→ **About this exercise**
The expected result is every entry, retyped character for character.

(Material for this task Opens)

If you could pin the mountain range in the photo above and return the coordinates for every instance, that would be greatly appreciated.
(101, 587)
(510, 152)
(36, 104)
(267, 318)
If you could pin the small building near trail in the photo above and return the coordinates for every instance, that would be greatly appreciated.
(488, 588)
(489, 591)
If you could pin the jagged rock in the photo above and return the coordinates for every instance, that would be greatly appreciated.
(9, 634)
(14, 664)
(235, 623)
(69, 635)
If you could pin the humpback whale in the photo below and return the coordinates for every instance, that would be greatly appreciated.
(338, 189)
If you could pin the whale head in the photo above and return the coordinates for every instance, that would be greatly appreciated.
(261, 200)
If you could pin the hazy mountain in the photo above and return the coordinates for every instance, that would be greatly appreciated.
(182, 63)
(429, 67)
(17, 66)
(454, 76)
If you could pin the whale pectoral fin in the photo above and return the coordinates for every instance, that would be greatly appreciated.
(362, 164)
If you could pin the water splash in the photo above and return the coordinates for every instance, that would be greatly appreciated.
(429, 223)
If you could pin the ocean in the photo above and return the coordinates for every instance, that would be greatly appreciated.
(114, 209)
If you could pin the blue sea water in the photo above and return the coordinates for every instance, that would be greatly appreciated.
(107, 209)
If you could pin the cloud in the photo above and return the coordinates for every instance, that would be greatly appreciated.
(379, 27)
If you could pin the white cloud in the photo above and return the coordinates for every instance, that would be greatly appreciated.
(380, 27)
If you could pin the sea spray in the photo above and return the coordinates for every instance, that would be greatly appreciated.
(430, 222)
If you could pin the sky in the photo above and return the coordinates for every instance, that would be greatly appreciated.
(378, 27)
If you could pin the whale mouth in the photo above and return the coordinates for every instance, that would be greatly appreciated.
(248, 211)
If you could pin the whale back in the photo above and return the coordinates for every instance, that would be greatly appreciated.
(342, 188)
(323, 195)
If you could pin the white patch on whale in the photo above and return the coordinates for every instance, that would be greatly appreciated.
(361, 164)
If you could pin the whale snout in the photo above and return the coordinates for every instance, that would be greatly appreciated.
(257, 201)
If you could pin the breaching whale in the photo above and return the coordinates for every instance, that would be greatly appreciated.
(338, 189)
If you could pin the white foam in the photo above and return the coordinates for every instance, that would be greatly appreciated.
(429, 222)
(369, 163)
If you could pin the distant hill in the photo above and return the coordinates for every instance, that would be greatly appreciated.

(Material for this task Closes)

→ **Response to this task**
If you could pin the mountain range in the photo above and return the coordinates for every instance, that would be greatly appreciated.
(101, 587)
(510, 152)
(36, 104)
(267, 318)
If you could pin the small building near trail in the photo above and return the coordinates for every instance, that would be greatly appreciated.
(488, 588)
(489, 591)
If you could pin the jagged rock in the photo above and return the coordinates for every instance, that would be greatly appreciated.
(9, 634)
(14, 664)
(235, 623)
(69, 635)
If you could pin the humpback whale in the photo below and return the coordinates for every instance, that would be greatly appreciated.
(338, 189)
If you could pin the whale head in the photo above and return the coordinates for every instance, that would be greatly appreciated.
(261, 200)
If you could pin the hazy mountain in the photo above and return the coordinates for every instance, that would be greatly appreciated.
(182, 63)
(429, 67)
(17, 66)
(454, 76)
If you could pin the whale pectoral fin in the photo above and return the coordinates for every instance, that would be greatly appreciated.
(362, 164)
If you could pin the water splash in the photo above and return the coordinates for every instance, that would be greatly appreciated.
(429, 223)
If you could pin the ocean in the photo above and return the coordinates for every instance, that would be greatly appreciated.
(114, 209)
If you could pin the blue sea water in the photo above and return the coordinates for every instance, that would be greatly appreciated.
(107, 209)
If you could pin the cloud in the photo above and return the coordinates for every instance, that would be greatly appreciated.
(379, 27)
If you could pin the white cloud in the photo above and return the coordinates for every instance, that would be greatly appreciated.
(380, 27)
If you could pin the sea spray in the photo above and return the coordinates for every instance, that would be greatly appreciated.
(430, 222)
If you could pin the sky in the photo above and return the coordinates for every instance, that would be greatly appreciated.
(378, 27)
If you could pin the whale mouth in the photo above and return the coordinates for every instance, that would be greatly appreciated.
(248, 211)
If you could pin the whale back in the photo above and return the coordinates for every instance, that would be greatly appreciated.
(342, 188)
(323, 195)
If you could pin the white patch on whale in the photo above and return the coordinates for every instance, that would be greatly appreciated.
(361, 164)
If you could pin the whale snout in the photo above and return the coordinates for every instance, that would be greatly appreciated.
(257, 201)
If you could pin the breaching whale in the photo above and return the coordinates for every instance, that would be greatly appreciated.
(338, 189)
If you could pin the white foam in the photo above and return the coordinates for every instance, that would be greatly appreciated.
(429, 222)
(369, 163)
If you could pin the distant hill in the photo above and return the coordinates for every instance, that would be greatly appreciated.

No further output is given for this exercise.